***** Records for this task *****

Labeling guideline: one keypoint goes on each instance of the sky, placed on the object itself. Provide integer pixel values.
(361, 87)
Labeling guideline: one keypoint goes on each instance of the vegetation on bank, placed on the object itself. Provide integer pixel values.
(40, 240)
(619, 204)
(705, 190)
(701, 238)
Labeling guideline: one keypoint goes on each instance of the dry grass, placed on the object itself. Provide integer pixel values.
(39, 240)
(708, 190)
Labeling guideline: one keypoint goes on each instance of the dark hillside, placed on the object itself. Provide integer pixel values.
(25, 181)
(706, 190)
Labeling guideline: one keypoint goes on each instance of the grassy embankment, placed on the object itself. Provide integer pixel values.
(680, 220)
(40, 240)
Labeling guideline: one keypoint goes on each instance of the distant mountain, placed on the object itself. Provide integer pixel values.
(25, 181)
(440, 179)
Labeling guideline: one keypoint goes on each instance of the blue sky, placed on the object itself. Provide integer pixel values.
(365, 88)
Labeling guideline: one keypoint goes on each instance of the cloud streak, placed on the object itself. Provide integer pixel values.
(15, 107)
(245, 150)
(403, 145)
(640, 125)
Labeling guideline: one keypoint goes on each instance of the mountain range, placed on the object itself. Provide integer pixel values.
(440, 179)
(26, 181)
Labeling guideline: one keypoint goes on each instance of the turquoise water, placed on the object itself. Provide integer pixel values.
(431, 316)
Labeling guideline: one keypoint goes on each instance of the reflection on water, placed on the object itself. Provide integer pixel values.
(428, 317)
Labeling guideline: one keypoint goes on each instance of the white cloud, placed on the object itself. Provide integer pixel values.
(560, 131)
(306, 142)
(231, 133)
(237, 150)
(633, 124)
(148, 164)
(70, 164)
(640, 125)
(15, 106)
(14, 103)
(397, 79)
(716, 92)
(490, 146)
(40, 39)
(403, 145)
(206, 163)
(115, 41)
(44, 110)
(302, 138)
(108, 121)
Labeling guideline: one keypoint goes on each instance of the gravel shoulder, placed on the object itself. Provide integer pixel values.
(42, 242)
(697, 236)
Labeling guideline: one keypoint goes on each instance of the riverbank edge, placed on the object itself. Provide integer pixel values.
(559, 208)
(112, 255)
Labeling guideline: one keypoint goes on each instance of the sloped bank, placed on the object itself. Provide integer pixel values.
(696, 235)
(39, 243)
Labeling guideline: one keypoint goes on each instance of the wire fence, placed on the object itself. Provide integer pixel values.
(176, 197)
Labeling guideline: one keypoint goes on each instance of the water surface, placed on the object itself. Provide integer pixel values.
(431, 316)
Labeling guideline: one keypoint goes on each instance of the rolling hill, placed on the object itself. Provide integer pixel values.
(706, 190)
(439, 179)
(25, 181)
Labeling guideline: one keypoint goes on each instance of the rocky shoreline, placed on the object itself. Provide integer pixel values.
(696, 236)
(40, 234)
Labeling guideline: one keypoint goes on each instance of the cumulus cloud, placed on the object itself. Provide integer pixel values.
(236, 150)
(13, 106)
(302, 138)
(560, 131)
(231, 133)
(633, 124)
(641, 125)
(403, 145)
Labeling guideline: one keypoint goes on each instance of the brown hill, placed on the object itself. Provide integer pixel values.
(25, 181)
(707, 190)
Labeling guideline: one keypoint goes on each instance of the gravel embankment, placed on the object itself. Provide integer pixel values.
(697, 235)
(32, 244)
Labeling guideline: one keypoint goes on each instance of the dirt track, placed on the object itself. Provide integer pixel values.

*****
***** Records for this task *****

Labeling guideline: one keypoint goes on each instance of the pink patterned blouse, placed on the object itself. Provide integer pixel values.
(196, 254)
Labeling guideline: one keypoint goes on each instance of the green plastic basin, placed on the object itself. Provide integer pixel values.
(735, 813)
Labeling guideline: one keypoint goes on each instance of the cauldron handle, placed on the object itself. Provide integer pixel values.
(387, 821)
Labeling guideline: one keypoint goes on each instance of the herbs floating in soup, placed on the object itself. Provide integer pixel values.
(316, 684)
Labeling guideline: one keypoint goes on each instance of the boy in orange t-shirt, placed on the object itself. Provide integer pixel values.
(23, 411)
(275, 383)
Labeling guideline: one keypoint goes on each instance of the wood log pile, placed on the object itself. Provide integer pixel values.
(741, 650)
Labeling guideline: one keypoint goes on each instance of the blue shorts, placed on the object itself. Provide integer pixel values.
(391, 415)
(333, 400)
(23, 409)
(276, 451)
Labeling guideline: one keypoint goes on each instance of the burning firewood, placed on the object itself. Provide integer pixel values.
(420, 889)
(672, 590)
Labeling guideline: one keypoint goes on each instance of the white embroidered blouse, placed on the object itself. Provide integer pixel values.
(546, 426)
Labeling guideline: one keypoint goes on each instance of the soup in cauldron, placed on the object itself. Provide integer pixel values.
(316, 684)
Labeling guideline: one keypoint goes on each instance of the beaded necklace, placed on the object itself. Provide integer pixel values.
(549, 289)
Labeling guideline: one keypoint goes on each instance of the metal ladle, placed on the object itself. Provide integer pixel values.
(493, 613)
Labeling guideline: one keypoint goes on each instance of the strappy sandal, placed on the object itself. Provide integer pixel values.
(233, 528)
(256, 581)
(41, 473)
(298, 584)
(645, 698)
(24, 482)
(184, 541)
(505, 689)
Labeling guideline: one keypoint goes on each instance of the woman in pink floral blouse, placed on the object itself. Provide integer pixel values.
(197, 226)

*****

- Task details: Scale these lines and write them out again, guidelines included, multiplying each keypoint coordinate by 0.45 and rounding to whole numbers, with halves rounded up. Begin at the line that has "of the water" and stop after the line that has "of the dirt".

- Final result:
Labeling guideline: one keypoint goes on each instance of the water surface, placed on the object itself. Provide integer pixel values.
(194, 142)
Labeling guideline: one keypoint goes on each instance of the rolling hill, placed on the object itself. Provide integer pixel values.
(318, 86)
(198, 81)
(11, 81)
Labeling guideline: one keypoint goes on each instance of the rocky shoreline, placed on the object itself. Provide integer pixel values.
(313, 106)
(18, 105)
Labeling guideline: one keypoint goes on each instance of the cumulus cloud, placed on the object itself. Provide integer pixel values.
(106, 68)
(6, 48)
(136, 62)
(252, 59)
(104, 60)
(285, 56)
(288, 56)
(181, 65)
Labeling guideline: one keypoint goes on each instance of the brown hill, placed on the object itself. Provide integer pixel values.
(11, 81)
(318, 86)
Labeling guideline: one keypoint goes on each instance of the gravel embankment, placed on the object itself. Provide integer pixel values.
(314, 106)
(14, 110)
Labeling guideline: one keypoint goes on each instance of the dirt track, placed on the object itself. Provide integer pixel values.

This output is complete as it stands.